··· Page text ···

In addition, the parties should avoid relying on “insolvency” as a release condition because its occurrence is difficult to determine with accuracy and it is usually determined only in hindsight through expensive litigation with delay. Although an insolvency release condition may exist in an agreement, it often is not an enforceable release condition.

Finally, the parties must determine who pays for the software escrow. Typically, the software developer will pay for the software escrow, although this point is often negotiable between the parties.

What Are Key Issues Faced By the Licensee with Respect to a Software Escrow?

Despite a well-architected agreement between parties to a software escrow, problems do sometimes arise, particularly for licensees. One common problem is that the material (ie, the source code itself) is never deposited, or only partially deposited, into the escrow. To manage this issue, the licensee should watch for and monitor the escrow account activity, including a description of what was deposited and when. To assist with this process, the parties may agree to allow an independent technical verification service that verifies the integrity of the deposited materials.

Another problem faced by licensees is unclear or disputed release conditions. Most escrow agreements allow the software developer to oppose the licensee's release request when a release event allegedly occurs. To address such conflicts, the licensee may consider incorporating provisions into the source code escrow that provides a quick, low-cost, decisive alternative to litigation. For example, the parties may agree to an arbitration provision. Alternatively, decision-making executives for each party may be required to meet and resolve their differences through dialog and a threat of a release. Still another approach to resolve disputes is to write into the escrow agreement the requirement that disputes be “expedited,” including setting forth timetables to complete each step.

··· Records to process ···

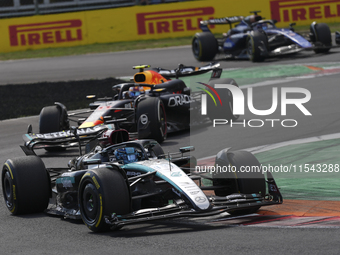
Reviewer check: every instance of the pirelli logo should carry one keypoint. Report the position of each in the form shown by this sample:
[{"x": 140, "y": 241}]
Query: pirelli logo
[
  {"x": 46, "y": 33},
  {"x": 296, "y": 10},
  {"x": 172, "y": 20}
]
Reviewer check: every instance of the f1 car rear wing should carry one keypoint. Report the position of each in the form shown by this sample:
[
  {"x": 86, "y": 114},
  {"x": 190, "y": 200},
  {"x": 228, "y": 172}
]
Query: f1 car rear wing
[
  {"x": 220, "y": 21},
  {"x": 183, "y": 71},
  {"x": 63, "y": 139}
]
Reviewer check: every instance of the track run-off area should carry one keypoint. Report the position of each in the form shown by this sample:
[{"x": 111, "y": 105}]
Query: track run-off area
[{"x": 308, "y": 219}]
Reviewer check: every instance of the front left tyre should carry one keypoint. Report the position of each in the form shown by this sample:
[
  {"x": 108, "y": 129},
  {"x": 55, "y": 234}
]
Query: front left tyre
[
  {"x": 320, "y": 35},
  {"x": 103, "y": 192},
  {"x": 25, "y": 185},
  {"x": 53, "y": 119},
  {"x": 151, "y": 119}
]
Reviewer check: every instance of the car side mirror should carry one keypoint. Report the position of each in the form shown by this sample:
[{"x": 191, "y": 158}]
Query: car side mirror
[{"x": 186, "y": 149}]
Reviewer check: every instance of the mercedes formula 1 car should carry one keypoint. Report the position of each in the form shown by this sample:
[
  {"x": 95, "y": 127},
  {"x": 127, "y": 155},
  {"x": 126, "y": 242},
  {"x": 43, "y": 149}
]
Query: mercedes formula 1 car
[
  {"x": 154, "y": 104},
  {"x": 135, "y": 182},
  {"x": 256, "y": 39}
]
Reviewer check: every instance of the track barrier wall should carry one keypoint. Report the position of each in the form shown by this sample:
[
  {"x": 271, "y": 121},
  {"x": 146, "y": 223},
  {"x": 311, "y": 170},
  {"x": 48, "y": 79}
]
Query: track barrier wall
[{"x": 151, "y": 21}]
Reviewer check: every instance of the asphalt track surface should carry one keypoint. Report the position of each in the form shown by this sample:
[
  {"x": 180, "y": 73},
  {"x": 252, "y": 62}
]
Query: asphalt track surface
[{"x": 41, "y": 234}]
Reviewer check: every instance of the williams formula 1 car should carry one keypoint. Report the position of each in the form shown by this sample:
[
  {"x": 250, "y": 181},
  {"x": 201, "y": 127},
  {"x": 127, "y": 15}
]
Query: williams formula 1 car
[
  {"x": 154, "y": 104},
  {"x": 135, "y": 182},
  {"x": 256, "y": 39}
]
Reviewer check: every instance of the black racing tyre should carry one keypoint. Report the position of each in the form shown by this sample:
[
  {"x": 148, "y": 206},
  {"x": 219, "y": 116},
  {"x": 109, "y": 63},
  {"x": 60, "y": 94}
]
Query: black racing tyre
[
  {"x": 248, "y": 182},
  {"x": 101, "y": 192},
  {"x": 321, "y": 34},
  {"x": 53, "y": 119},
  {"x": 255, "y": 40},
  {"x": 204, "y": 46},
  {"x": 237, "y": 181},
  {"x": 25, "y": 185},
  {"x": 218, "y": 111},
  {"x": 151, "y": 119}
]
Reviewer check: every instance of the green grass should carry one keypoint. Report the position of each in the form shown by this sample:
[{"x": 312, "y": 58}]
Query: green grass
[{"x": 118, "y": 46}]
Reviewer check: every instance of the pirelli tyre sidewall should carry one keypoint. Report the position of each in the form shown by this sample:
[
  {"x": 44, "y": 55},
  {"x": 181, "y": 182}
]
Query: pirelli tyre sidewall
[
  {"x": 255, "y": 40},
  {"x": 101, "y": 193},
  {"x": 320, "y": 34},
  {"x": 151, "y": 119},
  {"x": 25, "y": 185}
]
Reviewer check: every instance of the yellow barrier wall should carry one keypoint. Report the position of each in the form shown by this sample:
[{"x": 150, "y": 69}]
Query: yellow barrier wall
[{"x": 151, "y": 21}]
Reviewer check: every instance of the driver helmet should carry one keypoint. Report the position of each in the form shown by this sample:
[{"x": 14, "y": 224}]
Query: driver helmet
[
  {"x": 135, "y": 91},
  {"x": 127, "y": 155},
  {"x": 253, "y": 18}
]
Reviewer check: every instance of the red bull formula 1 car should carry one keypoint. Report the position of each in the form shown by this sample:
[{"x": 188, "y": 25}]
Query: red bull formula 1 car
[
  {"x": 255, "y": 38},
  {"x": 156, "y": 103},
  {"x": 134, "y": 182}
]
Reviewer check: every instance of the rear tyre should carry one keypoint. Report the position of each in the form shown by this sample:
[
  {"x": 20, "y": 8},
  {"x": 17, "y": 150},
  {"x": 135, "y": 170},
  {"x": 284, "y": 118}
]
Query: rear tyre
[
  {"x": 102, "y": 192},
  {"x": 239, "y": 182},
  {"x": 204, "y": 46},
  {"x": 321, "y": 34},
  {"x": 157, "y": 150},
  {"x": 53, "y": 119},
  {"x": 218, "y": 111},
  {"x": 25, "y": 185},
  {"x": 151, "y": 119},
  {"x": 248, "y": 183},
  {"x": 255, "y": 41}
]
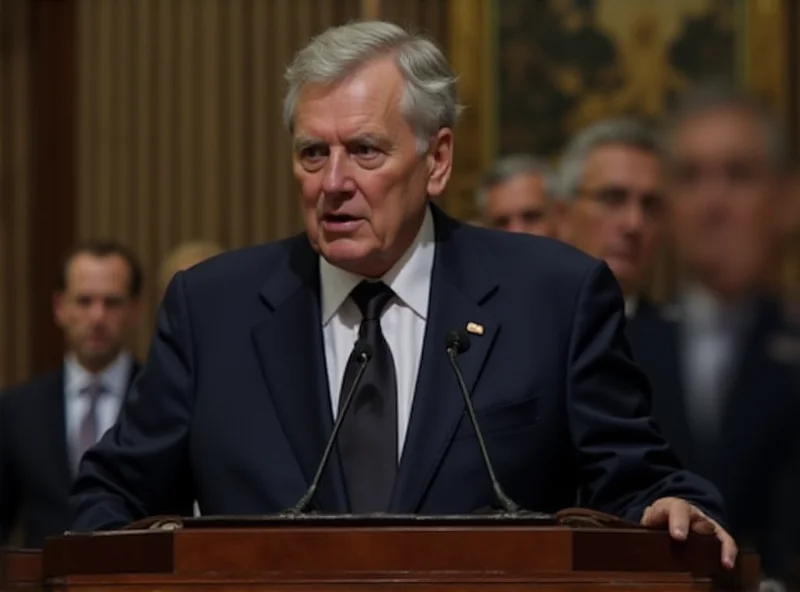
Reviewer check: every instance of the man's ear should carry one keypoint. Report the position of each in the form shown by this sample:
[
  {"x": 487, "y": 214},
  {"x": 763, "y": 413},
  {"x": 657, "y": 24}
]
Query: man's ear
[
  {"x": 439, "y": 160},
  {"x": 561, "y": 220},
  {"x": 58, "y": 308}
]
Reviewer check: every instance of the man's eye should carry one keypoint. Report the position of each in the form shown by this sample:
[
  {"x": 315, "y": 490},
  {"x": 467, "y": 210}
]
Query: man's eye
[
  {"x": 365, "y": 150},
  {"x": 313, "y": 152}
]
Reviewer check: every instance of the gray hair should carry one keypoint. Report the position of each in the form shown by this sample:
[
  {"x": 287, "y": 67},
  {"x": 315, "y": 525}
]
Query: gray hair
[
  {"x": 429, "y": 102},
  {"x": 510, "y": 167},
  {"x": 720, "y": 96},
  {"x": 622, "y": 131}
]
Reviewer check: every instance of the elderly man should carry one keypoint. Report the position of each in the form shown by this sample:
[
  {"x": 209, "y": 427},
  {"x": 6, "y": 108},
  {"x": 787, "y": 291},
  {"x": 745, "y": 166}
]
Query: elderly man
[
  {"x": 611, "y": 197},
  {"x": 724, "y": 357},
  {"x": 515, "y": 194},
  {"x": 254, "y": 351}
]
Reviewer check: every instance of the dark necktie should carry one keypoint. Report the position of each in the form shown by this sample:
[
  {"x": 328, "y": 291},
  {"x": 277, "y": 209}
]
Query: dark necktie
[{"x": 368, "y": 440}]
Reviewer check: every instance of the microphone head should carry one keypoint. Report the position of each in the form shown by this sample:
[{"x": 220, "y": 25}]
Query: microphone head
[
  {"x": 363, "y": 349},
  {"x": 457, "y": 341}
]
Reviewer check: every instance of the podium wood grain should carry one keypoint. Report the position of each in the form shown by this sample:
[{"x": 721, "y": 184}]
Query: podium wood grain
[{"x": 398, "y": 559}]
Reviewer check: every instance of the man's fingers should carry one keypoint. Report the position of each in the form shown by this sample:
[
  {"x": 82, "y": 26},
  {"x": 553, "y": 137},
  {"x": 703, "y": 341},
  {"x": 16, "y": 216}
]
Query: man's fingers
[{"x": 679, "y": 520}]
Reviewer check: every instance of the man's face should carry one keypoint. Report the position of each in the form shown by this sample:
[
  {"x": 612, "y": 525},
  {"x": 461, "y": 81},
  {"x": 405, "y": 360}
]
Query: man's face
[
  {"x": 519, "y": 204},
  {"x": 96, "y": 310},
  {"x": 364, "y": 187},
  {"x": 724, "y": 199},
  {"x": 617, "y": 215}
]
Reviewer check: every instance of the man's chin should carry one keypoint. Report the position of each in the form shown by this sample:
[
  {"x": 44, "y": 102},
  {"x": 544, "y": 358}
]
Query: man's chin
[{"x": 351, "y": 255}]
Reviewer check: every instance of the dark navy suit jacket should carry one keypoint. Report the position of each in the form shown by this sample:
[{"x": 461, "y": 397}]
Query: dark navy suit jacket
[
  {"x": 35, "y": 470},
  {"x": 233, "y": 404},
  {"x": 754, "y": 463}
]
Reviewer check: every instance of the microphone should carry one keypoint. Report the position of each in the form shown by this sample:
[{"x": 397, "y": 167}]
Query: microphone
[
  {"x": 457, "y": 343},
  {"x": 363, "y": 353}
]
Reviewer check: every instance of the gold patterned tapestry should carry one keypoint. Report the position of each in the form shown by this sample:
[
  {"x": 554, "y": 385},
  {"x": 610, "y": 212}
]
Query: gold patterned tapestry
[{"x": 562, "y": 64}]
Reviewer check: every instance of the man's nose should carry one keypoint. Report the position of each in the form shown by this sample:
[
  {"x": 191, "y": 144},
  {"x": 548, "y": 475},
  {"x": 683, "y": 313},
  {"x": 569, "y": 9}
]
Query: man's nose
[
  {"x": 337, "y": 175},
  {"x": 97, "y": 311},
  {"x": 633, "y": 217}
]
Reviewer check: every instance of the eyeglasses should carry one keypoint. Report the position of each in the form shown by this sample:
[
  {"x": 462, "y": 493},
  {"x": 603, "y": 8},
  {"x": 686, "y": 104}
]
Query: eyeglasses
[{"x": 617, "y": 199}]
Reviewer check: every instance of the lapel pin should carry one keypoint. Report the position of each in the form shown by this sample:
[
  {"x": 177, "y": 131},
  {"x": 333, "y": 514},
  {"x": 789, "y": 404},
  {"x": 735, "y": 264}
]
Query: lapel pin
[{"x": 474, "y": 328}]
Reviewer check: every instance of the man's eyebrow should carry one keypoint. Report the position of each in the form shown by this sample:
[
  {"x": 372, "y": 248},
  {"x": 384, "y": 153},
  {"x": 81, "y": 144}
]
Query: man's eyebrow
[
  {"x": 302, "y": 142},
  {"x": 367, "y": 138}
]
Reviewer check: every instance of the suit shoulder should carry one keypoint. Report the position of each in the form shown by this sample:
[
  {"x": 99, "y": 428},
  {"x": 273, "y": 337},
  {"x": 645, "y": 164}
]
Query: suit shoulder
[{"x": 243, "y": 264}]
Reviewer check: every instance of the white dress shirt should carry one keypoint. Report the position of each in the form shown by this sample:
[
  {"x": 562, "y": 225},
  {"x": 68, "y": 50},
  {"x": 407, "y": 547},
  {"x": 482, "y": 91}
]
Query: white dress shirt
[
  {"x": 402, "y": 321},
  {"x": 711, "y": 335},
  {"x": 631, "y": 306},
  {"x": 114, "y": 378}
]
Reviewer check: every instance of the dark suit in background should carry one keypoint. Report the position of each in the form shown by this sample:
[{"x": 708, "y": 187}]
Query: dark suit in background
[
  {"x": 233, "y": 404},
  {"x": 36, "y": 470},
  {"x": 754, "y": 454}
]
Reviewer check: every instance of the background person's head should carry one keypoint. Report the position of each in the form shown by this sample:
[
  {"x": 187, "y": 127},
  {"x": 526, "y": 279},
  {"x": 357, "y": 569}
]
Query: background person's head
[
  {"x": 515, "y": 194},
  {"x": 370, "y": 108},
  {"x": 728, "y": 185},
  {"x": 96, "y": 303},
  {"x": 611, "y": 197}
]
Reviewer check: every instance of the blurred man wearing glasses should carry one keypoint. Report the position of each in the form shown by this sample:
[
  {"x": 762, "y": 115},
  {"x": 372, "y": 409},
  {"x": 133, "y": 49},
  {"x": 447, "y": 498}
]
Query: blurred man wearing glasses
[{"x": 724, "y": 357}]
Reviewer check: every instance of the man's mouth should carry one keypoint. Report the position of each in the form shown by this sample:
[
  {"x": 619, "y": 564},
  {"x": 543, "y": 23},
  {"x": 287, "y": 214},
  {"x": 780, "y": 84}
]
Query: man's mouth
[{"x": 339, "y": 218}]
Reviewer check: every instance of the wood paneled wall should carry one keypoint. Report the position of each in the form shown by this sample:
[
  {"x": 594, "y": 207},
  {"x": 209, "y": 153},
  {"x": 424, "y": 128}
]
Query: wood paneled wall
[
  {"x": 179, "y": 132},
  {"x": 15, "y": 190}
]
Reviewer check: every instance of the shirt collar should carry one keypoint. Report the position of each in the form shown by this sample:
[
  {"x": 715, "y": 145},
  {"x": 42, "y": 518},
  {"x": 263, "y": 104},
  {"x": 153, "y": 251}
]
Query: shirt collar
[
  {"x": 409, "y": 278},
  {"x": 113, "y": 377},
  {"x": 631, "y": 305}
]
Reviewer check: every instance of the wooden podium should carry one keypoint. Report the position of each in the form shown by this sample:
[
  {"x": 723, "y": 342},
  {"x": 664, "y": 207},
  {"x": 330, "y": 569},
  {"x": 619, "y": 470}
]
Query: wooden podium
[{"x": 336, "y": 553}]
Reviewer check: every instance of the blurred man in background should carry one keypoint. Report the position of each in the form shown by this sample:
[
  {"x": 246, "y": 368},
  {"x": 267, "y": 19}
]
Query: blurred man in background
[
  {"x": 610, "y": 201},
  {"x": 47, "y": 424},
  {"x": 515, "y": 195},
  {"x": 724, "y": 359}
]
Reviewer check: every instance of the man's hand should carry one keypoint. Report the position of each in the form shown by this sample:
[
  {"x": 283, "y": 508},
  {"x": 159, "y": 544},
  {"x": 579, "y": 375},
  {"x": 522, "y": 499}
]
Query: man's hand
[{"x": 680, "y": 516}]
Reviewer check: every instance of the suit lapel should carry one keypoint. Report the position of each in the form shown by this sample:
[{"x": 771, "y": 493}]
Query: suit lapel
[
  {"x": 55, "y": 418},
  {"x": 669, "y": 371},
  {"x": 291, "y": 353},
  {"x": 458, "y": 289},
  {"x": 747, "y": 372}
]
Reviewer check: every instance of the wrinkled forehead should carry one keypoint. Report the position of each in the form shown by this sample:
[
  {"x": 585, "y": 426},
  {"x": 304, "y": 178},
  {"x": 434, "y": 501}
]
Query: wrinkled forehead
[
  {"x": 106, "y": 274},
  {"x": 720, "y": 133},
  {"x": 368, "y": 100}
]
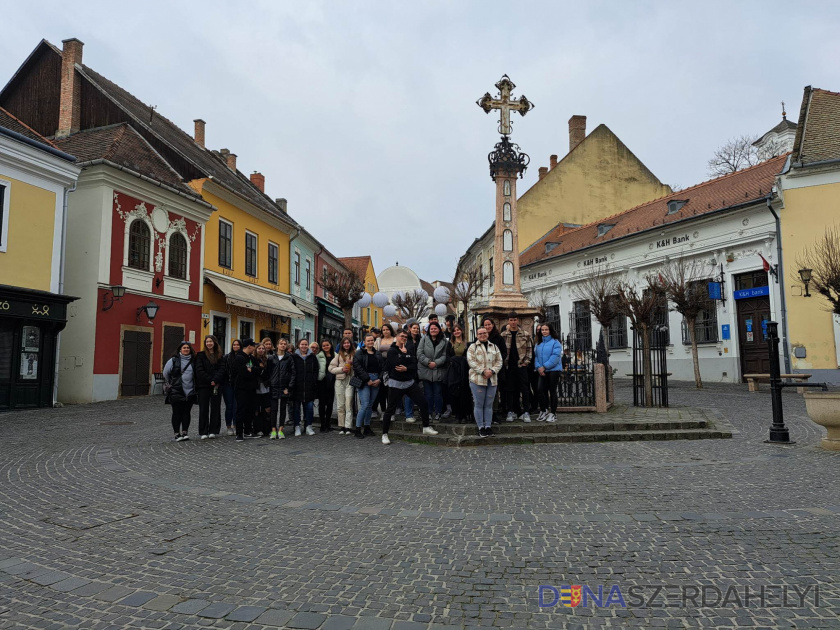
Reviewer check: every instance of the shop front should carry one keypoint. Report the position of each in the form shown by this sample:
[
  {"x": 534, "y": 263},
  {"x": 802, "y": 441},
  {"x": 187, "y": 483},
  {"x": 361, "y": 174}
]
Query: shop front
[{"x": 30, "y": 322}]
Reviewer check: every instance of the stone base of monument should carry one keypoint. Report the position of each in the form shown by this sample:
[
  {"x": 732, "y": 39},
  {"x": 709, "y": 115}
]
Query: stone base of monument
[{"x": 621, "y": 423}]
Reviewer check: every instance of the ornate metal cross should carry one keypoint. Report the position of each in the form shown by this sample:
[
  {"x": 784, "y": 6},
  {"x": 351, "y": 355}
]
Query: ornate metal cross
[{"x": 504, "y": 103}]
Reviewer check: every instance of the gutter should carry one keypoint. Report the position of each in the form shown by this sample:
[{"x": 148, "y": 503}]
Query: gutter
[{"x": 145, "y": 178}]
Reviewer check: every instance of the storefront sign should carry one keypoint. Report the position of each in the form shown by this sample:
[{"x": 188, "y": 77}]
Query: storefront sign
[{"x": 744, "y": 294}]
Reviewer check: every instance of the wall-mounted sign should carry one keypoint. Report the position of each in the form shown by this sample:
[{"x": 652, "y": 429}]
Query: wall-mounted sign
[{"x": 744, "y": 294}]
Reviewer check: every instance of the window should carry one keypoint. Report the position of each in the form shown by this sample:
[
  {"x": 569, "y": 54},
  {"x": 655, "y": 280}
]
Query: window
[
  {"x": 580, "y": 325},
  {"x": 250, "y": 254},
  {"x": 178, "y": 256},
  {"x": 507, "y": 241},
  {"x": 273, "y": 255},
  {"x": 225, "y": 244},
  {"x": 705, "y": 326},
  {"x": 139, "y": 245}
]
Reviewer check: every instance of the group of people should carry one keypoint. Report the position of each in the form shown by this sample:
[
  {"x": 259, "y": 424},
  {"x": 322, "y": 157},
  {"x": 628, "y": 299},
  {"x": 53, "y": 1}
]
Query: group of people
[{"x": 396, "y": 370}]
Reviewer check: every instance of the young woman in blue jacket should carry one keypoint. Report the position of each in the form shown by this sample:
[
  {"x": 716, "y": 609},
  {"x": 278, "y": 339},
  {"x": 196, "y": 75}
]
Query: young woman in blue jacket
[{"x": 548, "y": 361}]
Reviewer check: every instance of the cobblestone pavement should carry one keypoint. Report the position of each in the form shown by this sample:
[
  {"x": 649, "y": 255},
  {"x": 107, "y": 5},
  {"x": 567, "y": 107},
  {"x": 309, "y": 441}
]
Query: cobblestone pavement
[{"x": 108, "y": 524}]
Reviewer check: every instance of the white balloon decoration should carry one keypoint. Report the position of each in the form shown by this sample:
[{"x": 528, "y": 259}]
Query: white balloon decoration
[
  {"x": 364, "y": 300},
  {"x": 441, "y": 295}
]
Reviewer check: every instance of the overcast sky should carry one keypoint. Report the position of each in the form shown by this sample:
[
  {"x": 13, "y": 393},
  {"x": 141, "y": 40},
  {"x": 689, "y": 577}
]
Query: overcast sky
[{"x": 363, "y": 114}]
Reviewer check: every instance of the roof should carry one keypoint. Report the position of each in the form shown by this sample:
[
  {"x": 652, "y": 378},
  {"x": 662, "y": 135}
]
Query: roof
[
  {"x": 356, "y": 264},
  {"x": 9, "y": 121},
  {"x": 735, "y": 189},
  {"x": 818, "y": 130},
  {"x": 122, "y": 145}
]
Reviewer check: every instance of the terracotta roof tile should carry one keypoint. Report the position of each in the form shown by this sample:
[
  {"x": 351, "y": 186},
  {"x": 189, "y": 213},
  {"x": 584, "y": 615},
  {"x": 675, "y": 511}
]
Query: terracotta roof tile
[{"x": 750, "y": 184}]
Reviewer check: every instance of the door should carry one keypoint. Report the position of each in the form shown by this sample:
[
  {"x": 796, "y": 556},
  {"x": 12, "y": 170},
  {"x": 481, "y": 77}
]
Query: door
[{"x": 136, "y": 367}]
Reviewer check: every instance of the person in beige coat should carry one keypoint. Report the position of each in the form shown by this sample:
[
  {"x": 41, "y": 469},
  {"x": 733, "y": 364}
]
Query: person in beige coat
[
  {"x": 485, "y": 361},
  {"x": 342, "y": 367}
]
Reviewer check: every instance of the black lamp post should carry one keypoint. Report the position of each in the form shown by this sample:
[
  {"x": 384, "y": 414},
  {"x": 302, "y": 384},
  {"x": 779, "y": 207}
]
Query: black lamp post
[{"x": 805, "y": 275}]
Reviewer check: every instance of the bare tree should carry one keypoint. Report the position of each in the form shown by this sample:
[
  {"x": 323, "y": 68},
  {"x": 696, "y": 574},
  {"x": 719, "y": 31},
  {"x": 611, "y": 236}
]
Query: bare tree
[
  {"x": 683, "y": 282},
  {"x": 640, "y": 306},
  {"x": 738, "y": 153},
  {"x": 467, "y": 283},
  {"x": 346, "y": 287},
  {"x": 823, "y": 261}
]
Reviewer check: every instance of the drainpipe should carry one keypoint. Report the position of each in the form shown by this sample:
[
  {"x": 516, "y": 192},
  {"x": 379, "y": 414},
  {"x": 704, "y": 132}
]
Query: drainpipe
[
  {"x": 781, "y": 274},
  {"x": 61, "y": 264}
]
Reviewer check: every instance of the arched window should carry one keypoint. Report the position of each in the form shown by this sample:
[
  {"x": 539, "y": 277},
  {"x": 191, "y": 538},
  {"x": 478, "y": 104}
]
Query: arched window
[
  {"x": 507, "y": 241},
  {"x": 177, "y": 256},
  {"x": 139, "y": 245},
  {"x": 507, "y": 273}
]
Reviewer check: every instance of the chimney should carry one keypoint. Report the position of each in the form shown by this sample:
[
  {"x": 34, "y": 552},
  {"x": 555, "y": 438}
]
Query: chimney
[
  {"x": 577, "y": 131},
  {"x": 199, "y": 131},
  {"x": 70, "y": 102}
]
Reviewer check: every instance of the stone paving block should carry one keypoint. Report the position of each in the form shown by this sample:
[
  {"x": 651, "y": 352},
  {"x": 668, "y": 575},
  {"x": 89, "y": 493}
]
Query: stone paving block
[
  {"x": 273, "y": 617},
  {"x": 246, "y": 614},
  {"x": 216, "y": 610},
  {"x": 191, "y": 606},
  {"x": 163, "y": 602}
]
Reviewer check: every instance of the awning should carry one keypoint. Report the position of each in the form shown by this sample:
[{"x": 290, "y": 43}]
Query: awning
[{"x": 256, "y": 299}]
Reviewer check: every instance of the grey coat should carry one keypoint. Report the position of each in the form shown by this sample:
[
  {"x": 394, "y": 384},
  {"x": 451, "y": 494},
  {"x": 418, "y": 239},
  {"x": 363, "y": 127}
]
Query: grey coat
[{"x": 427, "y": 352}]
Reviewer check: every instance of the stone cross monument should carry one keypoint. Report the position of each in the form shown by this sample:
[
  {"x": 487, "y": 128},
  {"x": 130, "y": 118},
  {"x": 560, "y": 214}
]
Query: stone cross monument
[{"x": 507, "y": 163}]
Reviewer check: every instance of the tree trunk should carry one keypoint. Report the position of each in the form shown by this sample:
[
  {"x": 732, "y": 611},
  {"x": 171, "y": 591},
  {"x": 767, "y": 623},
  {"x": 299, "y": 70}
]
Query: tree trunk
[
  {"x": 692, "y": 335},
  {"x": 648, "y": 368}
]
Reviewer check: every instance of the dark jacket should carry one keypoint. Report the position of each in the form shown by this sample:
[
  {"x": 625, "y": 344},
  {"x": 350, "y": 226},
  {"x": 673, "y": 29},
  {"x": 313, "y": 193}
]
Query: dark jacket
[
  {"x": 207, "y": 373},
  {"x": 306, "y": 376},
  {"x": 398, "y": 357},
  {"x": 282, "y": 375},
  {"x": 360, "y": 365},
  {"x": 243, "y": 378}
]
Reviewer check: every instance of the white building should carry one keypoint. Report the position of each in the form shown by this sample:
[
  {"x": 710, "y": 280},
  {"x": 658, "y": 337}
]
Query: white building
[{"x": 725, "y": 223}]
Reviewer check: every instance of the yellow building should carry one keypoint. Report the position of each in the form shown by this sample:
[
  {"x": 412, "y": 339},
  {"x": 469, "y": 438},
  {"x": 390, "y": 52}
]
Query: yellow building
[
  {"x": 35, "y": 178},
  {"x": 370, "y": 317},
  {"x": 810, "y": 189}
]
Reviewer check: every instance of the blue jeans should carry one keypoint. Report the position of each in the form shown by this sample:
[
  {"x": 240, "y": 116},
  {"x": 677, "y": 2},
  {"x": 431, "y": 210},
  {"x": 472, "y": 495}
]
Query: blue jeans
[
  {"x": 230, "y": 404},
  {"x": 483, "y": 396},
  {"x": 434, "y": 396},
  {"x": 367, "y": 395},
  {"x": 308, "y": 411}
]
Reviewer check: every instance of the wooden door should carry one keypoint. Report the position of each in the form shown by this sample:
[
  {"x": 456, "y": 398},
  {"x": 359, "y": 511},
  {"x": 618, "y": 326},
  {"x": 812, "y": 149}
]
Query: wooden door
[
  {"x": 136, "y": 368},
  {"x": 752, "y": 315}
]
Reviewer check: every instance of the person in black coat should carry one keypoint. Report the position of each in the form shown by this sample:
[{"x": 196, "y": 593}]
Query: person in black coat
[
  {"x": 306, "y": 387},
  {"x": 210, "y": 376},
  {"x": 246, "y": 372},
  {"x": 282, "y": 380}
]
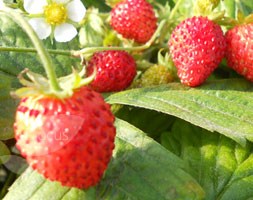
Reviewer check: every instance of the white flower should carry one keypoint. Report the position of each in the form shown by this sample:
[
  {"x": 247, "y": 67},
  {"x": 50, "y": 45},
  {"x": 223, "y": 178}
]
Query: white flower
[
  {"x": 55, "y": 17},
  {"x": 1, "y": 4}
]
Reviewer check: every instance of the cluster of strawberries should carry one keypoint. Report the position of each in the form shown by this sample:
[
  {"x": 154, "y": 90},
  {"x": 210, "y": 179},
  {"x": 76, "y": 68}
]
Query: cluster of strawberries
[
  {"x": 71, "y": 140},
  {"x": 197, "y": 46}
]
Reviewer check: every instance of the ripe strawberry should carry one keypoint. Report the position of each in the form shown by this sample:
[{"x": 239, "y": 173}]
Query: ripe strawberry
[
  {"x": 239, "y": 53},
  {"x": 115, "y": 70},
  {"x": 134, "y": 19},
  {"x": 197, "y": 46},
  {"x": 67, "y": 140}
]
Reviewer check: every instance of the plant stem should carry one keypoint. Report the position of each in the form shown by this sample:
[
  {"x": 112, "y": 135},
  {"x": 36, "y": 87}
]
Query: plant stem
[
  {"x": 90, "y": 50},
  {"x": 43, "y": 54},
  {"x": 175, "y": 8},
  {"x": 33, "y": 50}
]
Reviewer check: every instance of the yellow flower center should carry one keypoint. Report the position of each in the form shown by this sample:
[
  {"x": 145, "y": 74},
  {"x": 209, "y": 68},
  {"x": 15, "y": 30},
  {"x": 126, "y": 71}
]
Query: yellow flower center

···

Problem 1 » According to the software escrow passage, which party typically pays for the software escrow?
Problem 2 » Find every line of the records that contains the string "tyre", matching case exactly, and copy each of those lines.

Right answer 1 » The software developer typically pays for the software escrow.

Right answer 2 »
Reviewer check: every instance of the front left tyre should carry one keypoint. Report the position of each in the form shown by this sample:
Query: front left tyre
Reviewer check: every instance of the black racing tyre should carry one keypoint. Report the position of each in the form shown by this sample:
Query: black racing tyre
Reviewer check: every instance of the pirelli tyre sidewall should carry one keypoint. Report the position of each in the form shown by this sample:
Query: pirelli tyre sidewall
Reviewer check: every instance of the rear tyre should carry one keypoint. Report the position of each in the form shown by this sample:
Query: rear tyre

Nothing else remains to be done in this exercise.